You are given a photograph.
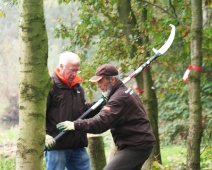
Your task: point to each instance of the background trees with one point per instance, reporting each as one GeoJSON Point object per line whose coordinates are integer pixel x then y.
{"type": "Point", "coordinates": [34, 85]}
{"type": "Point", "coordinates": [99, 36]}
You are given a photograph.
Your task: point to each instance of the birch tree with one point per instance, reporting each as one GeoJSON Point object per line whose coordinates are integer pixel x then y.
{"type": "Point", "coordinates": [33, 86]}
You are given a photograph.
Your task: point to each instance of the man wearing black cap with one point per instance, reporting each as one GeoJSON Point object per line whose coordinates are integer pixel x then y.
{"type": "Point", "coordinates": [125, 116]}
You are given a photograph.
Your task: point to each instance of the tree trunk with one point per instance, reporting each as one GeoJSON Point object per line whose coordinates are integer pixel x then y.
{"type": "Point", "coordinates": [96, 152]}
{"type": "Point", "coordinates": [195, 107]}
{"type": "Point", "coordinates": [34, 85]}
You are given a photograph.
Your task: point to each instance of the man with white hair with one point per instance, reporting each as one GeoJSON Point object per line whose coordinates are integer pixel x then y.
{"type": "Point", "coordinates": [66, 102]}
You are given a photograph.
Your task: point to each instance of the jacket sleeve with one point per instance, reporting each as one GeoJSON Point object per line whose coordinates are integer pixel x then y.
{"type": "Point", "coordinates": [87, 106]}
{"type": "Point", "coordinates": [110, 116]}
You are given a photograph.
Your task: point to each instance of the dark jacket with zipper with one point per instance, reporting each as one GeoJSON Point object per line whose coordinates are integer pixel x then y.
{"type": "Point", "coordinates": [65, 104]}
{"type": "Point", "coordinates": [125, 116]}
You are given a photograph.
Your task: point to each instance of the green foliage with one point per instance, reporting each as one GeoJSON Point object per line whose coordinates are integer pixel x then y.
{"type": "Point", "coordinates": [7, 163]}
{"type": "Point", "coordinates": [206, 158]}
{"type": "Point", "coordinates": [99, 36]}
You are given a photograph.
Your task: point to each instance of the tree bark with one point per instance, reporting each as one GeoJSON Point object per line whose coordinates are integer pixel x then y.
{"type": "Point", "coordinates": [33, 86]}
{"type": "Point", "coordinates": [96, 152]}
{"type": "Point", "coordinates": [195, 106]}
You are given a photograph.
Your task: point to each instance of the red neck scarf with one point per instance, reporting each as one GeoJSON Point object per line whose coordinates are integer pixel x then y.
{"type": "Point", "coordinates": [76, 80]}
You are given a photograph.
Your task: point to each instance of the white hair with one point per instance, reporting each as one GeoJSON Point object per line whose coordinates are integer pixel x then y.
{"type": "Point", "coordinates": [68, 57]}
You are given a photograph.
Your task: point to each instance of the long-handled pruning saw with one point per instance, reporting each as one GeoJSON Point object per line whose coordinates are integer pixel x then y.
——
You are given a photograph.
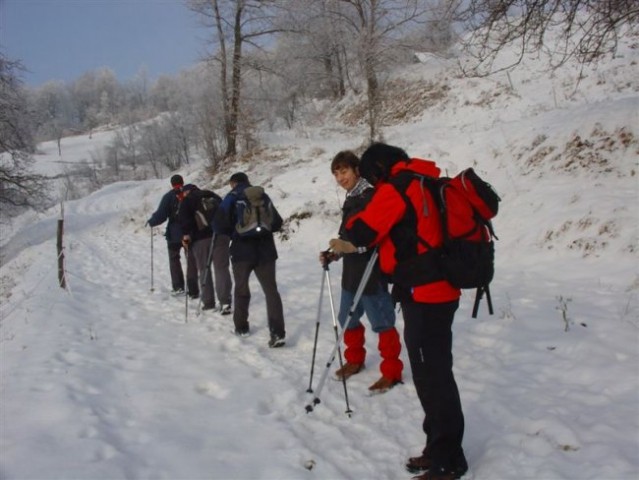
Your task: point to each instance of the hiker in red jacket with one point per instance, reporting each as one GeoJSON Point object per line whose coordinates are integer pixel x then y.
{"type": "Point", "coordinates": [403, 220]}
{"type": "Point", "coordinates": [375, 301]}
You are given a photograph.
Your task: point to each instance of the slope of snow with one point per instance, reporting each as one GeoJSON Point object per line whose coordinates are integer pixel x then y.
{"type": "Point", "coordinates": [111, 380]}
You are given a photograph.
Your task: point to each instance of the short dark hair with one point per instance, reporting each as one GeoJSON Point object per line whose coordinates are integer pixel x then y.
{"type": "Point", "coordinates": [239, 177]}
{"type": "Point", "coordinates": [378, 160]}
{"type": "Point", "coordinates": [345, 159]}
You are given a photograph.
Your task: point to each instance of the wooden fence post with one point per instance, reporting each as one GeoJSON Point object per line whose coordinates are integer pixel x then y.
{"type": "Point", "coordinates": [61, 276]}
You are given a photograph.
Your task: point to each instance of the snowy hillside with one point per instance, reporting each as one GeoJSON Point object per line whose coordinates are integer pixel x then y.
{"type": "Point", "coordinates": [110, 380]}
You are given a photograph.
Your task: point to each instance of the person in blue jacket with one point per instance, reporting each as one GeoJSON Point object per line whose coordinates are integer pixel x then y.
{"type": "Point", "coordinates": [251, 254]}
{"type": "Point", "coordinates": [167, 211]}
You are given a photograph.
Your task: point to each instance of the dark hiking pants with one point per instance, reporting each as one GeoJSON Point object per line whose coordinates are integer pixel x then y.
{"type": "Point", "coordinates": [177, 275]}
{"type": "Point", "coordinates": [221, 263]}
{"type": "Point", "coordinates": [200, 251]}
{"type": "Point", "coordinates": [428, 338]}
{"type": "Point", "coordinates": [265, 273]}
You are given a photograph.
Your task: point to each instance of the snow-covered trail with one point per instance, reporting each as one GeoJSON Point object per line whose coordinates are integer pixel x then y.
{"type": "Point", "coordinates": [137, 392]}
——
JOB: Report how many lines of the data above contain the string "white". Provide the number alone.

FINISHED EXERCISE: 2